* **EXERCISE DESCRIPTION**
Return every line of the records that contains the string "blue", copying each line in full.

* **PROVIDED INFORMATION**
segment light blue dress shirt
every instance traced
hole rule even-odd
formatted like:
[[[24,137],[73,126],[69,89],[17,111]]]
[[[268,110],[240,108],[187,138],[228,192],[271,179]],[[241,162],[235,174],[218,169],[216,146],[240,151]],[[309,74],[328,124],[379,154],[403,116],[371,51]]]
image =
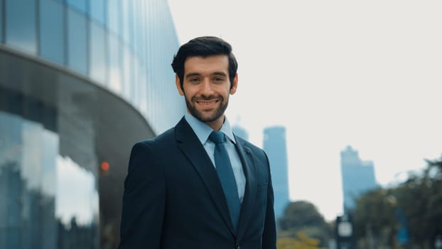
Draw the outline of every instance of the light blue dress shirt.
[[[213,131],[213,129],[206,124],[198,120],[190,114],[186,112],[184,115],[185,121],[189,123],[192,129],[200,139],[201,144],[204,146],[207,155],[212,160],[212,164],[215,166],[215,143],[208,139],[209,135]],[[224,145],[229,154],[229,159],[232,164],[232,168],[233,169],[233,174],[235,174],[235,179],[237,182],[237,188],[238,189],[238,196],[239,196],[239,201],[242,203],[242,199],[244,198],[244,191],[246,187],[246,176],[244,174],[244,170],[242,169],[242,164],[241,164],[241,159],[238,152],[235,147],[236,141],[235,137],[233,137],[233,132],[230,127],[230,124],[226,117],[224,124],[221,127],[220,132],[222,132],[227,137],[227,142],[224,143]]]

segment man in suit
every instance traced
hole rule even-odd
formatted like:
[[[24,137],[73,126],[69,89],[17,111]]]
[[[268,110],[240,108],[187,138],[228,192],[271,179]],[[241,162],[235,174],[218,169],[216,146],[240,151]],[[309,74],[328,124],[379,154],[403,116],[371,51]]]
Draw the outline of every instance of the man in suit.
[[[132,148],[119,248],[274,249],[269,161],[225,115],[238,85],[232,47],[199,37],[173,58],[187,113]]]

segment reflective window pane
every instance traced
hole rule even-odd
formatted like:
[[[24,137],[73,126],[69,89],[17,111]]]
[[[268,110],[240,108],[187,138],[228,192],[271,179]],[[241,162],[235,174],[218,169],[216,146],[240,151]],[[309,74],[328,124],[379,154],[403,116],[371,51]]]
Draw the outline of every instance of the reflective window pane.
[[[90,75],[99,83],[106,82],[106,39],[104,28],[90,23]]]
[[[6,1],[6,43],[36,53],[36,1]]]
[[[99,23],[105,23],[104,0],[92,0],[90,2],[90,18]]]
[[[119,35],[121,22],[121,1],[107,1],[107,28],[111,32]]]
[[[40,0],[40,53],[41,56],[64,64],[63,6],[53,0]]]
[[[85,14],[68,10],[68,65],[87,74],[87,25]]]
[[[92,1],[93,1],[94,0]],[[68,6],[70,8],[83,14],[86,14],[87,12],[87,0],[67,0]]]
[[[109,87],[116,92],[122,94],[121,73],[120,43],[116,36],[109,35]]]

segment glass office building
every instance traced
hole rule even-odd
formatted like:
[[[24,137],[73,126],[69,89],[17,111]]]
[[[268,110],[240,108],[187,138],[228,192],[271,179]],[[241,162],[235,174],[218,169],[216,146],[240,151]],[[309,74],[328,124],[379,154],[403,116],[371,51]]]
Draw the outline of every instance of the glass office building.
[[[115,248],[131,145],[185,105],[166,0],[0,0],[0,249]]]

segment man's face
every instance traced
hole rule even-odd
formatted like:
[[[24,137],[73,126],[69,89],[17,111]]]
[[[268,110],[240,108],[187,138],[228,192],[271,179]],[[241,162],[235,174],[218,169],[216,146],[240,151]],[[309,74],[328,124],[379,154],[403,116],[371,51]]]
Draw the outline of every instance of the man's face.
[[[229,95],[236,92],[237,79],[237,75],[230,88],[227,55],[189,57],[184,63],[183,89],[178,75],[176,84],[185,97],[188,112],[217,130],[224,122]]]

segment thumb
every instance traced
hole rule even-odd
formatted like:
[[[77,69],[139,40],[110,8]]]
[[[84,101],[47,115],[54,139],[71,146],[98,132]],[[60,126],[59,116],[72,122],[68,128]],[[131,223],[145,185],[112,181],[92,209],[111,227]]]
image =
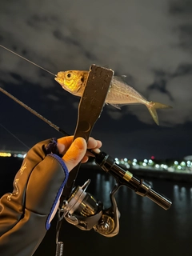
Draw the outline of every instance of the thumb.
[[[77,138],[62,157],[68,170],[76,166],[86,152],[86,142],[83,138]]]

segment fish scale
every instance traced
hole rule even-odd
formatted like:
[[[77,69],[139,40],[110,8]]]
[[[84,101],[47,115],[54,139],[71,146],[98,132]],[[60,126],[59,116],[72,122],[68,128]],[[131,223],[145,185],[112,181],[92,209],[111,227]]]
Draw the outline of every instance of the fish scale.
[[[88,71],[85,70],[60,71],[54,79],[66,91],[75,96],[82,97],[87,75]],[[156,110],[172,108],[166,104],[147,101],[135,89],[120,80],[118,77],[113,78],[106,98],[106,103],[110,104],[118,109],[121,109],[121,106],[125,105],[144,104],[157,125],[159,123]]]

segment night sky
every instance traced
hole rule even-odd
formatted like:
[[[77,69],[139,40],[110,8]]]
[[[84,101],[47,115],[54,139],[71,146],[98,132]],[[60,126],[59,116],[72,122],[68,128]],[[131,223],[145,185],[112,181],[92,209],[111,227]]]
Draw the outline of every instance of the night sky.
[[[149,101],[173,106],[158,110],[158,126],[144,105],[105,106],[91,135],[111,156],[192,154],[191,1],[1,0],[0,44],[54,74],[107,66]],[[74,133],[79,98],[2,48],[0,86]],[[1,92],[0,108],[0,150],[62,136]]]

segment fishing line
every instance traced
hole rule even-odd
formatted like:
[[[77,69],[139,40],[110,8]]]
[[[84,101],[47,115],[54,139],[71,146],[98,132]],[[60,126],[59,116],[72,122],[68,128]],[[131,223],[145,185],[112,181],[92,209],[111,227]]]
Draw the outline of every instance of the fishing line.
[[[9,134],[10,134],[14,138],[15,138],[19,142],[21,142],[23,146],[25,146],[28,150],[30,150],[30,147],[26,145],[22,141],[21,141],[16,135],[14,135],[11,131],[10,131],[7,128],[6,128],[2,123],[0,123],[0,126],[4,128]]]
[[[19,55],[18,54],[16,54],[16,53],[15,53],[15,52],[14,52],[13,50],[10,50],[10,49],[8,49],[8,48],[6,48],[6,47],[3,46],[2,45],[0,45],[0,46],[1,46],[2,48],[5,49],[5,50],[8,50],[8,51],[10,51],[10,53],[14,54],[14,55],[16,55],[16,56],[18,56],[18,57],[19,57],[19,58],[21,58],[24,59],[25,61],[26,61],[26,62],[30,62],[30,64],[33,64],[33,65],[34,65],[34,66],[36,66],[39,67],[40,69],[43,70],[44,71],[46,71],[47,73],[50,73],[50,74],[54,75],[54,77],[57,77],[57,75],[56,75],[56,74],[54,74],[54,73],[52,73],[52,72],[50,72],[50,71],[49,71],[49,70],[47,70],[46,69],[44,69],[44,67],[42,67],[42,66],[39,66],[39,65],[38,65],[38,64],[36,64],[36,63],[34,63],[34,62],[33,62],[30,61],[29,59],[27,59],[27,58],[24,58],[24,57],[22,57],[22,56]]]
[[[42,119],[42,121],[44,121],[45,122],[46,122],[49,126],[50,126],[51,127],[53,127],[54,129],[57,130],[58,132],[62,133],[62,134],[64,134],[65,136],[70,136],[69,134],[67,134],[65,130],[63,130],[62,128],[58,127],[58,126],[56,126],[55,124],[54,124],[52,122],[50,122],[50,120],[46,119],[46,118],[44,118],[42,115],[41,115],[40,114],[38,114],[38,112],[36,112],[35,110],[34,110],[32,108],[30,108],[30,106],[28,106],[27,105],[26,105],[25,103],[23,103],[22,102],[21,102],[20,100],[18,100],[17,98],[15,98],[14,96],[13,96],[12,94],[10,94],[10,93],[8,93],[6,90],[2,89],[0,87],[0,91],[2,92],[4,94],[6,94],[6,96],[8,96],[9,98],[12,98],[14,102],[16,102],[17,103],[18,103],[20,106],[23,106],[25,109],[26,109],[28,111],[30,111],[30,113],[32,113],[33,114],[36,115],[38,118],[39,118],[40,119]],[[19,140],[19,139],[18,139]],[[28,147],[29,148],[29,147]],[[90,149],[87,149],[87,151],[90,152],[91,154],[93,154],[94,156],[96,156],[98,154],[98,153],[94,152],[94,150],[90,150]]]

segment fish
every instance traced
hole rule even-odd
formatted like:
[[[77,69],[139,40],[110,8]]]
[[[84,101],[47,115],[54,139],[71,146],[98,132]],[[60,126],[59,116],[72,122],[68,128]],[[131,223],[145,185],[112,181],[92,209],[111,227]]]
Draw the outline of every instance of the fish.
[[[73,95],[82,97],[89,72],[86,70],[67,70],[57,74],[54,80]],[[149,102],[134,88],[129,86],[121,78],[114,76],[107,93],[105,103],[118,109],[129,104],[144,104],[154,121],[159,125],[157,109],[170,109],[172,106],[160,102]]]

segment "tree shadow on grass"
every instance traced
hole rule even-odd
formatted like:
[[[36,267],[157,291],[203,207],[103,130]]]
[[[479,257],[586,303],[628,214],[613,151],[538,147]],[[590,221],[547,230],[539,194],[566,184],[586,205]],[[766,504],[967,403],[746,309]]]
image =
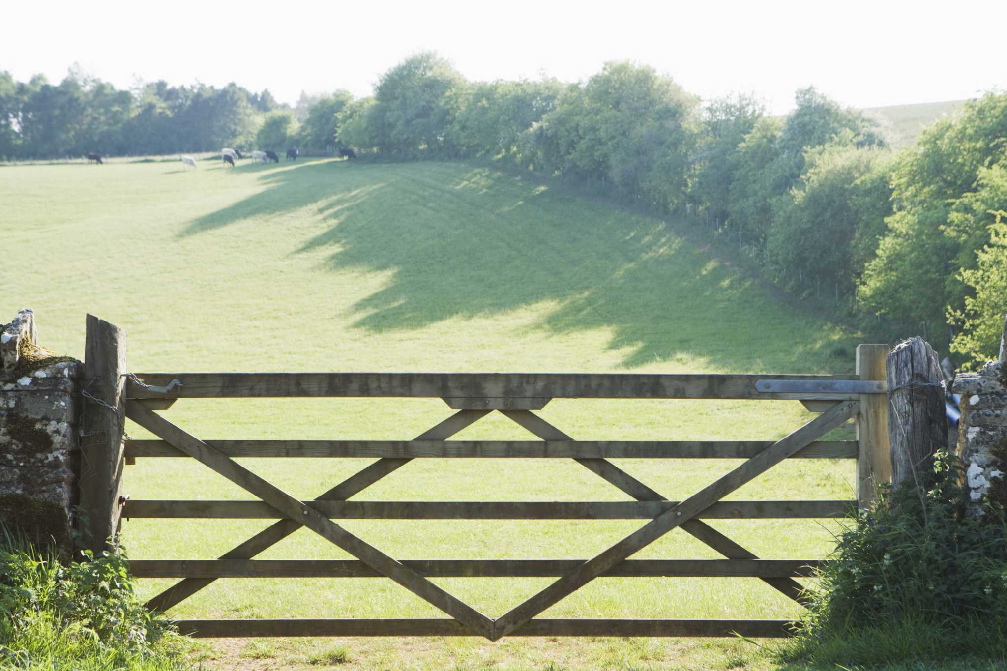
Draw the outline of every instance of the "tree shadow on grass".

* **COMPLETED TASK**
segment light blue dress shirt
Draw the outline of every instance of the light blue dress shirt.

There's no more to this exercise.